Doubt over Ethiopia peace talks as Kenya envoy says won't attend
What you need to know:
- In the face of the deepening conflict, the United States said its special envoy to the region, Mike Hammer, would be making his second visit to Ethiopia in as many months to seek a halt to the fighting.
Kenya's former president Uhuru Kenyatta, a key player in African Union-led efforts to bring peace to Ethiopia, said Friday he would be skipping negotiations expected to begin this weekend, raising doubts over whether the talks would go ahead.
The bid to resolve the nearly two-year conflict comes as fierce fighting grips northern Ethiopia after a resurgence in late August shattered a five-month truce and halted aid into war-torn Tigray.
The AU has invited the warring sides to talks in South Africa that were scheduled to start on Saturday, mediated by the bloc's Horn of Africa envoy Olusegun Obasanjo, South Africa's former deputy president Phumzile Mlambo-Ngcuka and Kenyatta.
AU Commission chair Moussa Faki Mahamat said in a statement Thursday he had "full confidence in... the distinguished panel members to ensure constructive engagements and dialogue between the parties towards a sustainable, inclusive negotiated settlement to the conflict".
But in a sign of the challenges confronting the process, Kenyatta said in a letter to Faki he would not be attending the South Africa talks "due to conflicts in my schedule".
"However, in the interim and as you consider the possibility for another date for the peace talks, I would be grateful to receive further clarity on the structure and modalities of the talks, including but not limited to the rules of engagement for all the interlocuters invited," he wrote.

Saved data entries:
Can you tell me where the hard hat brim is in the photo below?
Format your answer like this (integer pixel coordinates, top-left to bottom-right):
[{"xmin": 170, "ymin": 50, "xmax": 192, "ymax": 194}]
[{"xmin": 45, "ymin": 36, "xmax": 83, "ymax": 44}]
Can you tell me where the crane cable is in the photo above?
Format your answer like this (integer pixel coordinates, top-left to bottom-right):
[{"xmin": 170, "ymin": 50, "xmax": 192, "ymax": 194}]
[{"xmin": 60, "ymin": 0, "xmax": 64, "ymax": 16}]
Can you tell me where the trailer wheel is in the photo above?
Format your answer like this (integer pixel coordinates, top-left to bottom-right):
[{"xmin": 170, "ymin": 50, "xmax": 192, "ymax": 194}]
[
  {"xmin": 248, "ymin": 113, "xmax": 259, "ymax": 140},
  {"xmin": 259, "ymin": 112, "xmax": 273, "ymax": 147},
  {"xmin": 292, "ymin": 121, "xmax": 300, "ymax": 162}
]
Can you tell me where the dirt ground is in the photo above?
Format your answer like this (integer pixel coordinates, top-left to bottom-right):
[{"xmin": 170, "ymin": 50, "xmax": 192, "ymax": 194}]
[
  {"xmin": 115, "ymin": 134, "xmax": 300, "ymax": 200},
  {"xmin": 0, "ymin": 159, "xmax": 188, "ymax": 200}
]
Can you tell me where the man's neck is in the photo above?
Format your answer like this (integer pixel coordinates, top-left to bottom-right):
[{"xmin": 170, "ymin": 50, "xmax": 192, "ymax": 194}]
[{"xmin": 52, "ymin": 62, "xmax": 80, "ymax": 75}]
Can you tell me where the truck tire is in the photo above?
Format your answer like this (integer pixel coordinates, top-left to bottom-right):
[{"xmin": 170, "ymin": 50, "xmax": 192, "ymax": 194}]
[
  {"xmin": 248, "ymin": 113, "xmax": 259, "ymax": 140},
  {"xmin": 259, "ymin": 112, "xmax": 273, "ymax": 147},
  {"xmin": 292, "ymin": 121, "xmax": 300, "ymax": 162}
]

● **YOUR GOAL**: Reproduce word for word the passage of the article on the Ethiopia peace talks that starts at "Kenya's former president" and ends at "Mlambo-Ngcuka and Kenyatta.".

● **EXERCISE ANSWER**:
Kenya's former president Uhuru Kenyatta, a key player in African Union-led efforts to bring peace to Ethiopia, said Friday he would be skipping negotiations expected to begin this weekend, raising doubts over whether the talks would go ahead.
The bid to resolve the nearly two-year conflict comes as fierce fighting grips northern Ethiopia after a resurgence in late August shattered a five-month truce and halted aid into war-torn Tigray.
The AU has invited the warring sides to talks in South Africa that were scheduled to start on Saturday, mediated by the bloc's Horn of Africa envoy Olusegun Obasanjo, South Africa's former deputy president Phumzile Mlambo-Ngcuka and Kenyatta.